> **STATED PROBLEM**
Please reproduce the listing word for word, beginning with the line that contains "find sculpted hair" and going on through the end of the listing.

> **DATA FOR THE TASK**
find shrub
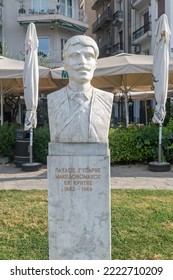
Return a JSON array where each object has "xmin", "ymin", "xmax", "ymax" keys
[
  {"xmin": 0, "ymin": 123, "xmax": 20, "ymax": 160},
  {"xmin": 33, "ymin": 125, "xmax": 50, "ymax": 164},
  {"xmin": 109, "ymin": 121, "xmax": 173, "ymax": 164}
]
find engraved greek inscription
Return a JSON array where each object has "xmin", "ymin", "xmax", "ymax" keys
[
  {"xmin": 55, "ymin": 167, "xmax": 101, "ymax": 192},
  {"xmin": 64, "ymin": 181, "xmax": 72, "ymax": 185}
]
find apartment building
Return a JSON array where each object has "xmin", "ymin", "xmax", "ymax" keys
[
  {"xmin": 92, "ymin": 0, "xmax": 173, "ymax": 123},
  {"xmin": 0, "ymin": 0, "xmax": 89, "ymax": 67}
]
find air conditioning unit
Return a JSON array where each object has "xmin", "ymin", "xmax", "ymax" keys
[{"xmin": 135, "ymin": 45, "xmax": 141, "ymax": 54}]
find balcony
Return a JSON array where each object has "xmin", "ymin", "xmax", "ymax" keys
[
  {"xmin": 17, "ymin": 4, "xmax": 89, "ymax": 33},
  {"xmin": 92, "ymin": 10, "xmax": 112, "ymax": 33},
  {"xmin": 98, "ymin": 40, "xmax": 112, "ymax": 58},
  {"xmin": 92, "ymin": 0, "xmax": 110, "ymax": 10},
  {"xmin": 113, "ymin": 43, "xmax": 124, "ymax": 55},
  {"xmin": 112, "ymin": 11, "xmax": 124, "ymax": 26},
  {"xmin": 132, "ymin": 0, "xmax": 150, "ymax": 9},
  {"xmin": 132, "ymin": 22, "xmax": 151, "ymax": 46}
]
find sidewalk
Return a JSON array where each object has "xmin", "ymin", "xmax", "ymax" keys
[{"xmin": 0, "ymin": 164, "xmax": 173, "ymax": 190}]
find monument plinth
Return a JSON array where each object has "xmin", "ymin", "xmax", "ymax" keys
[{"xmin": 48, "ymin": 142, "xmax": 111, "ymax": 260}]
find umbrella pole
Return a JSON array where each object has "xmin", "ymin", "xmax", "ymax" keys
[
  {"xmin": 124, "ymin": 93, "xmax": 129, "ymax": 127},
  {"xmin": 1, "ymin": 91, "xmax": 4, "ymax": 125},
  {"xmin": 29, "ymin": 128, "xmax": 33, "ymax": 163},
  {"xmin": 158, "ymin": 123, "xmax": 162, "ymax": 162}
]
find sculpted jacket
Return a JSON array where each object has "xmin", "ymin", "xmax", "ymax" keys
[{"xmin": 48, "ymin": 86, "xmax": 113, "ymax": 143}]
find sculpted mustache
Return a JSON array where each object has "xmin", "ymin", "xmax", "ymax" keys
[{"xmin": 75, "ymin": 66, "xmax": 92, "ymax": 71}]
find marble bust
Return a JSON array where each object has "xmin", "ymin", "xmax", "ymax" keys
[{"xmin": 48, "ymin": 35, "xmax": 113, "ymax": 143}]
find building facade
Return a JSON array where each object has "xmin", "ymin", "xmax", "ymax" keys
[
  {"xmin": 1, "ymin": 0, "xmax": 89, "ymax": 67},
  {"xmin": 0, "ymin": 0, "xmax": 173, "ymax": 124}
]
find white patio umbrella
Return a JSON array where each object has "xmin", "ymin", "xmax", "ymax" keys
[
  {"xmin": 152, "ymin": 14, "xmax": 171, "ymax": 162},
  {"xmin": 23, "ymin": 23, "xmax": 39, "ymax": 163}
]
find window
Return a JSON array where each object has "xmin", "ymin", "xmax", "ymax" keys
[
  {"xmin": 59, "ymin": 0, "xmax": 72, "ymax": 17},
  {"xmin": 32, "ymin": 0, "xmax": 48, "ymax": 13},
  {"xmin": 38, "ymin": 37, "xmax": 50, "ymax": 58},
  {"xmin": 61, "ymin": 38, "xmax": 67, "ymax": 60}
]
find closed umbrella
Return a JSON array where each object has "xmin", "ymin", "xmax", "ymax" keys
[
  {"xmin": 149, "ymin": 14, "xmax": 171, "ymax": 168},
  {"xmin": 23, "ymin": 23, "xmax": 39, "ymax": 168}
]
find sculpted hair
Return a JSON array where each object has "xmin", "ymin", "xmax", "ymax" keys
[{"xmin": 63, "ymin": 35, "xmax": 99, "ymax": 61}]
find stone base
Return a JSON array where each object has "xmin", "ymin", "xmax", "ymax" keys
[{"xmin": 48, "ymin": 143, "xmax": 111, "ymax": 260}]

> **REPLY TO THE TASK**
find sculpted hair
Return a JSON array where each object has "xmin", "ymin", "xmax", "ymax" keys
[{"xmin": 63, "ymin": 35, "xmax": 99, "ymax": 61}]
find stone base
Return a JSON array where each object has "xmin", "ymin", "xmax", "ymax" keys
[{"xmin": 48, "ymin": 143, "xmax": 111, "ymax": 260}]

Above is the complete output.